(Items from a data source)
....

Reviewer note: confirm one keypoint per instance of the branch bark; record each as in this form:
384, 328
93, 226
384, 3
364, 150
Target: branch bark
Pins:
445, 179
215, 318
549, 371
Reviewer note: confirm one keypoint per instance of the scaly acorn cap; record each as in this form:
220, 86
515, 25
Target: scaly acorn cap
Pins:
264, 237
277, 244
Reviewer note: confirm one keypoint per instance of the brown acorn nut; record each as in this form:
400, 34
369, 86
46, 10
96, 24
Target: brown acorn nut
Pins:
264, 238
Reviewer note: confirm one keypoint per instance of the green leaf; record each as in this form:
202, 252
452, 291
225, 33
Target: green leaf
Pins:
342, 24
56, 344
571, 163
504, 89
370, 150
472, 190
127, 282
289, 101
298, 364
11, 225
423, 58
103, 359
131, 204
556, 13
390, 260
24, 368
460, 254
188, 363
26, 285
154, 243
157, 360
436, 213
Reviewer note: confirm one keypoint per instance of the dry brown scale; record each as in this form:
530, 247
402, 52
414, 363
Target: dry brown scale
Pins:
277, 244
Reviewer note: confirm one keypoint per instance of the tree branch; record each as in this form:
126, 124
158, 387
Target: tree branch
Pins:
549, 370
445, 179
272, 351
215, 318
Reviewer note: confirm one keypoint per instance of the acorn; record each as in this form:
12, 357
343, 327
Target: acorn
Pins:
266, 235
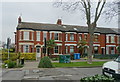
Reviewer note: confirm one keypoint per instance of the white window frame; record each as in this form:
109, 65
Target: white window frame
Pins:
25, 49
38, 36
26, 35
71, 48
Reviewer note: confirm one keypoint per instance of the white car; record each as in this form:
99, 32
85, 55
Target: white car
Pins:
112, 68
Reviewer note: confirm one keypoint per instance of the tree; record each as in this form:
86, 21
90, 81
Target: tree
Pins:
50, 45
81, 46
91, 20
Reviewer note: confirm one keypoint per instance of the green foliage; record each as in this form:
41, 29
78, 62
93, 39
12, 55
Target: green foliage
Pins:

....

→ WORK TO DO
Reproduce the lines verbatim, starting at the first line that contains "the white window" and continuing through the last of the lines, both ends included.

→ WRITTEN REPLY
Reviewer note: confirm one keypoint per instance of the white window frame; record each as in this form:
109, 65
Target: white window frame
Pins:
25, 49
38, 36
26, 35
71, 48
Reviewer note: confirm one keypoint per instance of the white car; record each as in this form:
99, 32
85, 55
Target: white car
Pins:
112, 68
Reviewer note: confirm one keypoint per instance of the tree; record each as in this form:
86, 21
90, 81
Target: tree
Pins:
50, 45
81, 46
91, 20
Reviewer note: confirm one keypoint per instance of the green foliage; record each as in this form:
41, 29
78, 62
93, 39
12, 55
Target: green foliage
Pins:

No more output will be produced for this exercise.